| Actions requises |
(1) Veuillez expliquer, d'après le texte source, ce qui rend le dépôt d'une réclamation à la CNESST encore plus difficile après un accident au travail.
(2) Dans le texte source, quel organisme a dénoncé la situation décrite ?
(3) Reproduisez tout le passage du texte source, depuis « L’histoire qui suit » jusqu'à « solides canadiens inc.). ».
:: Texte source
L’histoire qui suit démontre qu’il n’est pas toujours facile lorsque survient un accident au travail de produire une réclamation à la Commission des normes, de l’équité, de la santé et de la sécurité du travail (CNESST), a fortiori lorsqu’un employeur instaure une pratique qui a pour effet de priver les travailleurs des avantages dont ils pourraient bénéficier en vertu de la loi. C’est précisément une telle situation qui a été dénoncée par le Tribunal administratif du travail (TAT) dans une décision récente (Proulx et Rebuts solides canadiens inc.).
::::
:: Entrées fournies
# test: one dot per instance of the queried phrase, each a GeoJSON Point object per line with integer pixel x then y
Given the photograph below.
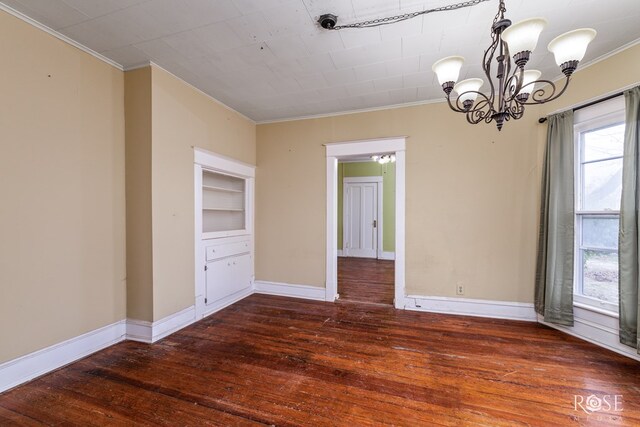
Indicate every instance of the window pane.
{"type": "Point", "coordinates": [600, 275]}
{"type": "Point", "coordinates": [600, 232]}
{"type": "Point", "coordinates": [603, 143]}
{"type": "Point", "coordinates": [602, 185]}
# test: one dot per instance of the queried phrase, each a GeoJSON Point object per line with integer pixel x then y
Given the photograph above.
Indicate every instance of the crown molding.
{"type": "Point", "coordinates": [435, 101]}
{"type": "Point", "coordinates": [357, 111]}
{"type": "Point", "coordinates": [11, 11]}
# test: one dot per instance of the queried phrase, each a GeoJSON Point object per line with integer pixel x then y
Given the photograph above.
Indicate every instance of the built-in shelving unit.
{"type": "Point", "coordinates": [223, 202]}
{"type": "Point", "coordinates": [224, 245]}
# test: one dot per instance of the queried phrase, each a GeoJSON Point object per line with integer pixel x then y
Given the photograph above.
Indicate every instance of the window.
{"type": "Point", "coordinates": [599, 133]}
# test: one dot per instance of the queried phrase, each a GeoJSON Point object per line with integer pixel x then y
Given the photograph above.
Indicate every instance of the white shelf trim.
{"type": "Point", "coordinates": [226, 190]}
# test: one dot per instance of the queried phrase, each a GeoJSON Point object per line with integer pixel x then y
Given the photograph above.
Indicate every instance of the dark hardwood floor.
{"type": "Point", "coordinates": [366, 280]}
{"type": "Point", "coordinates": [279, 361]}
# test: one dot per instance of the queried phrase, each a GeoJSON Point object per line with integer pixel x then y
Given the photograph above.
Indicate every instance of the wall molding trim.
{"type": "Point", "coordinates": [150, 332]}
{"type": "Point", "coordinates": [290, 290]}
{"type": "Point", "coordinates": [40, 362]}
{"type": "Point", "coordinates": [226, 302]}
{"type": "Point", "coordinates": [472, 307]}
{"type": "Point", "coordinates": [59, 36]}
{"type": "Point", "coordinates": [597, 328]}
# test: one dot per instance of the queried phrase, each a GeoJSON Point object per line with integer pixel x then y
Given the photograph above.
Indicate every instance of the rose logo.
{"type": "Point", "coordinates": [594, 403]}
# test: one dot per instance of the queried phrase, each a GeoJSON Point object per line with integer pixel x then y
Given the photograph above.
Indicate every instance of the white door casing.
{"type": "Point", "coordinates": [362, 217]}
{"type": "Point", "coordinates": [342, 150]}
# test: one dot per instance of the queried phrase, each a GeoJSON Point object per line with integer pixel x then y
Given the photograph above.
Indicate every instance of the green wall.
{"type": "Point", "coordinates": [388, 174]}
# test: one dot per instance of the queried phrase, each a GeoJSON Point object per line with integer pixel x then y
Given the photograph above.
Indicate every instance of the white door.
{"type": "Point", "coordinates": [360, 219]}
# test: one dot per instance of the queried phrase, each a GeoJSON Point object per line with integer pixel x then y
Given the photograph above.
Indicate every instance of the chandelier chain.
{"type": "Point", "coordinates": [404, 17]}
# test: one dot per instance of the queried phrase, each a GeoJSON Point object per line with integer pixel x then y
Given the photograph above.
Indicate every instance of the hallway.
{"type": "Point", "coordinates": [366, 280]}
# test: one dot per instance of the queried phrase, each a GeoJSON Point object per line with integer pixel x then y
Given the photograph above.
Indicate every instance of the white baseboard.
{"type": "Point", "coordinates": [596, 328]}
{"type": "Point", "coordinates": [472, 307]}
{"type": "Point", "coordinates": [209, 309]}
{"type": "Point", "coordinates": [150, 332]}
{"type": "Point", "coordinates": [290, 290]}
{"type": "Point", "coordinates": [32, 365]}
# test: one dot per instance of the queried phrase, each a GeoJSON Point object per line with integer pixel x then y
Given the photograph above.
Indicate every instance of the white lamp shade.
::::
| Liste des réponses |
(1) Selon le texte source, la réclamation est encore plus difficile à produire lorsqu'un employeur instaure une pratique qui prive les travailleurs des avantages dont ils pourraient bénéficier en vertu de la loi.

(2) Le Tribunal administratif du travail (TAT).

(3)
L’histoire qui suit démontre qu’il n’est pas toujours facile lorsque survient un accident au travail de produire une réclamation à la Commission des normes, de l’équité, de la santé et de la sécurité du travail (CNESST), a fortiori lorsqu’un employeur instaure une pratique qui a pour effet de priver les travailleurs des avantages dont ils pourraient bénéficier en vertu de la loi. C’est précisément une telle situation qui a été dénoncée par le Tribunal administratif du travail (TAT) dans une décision récente (Proulx et Rebuts solides canadiens inc.).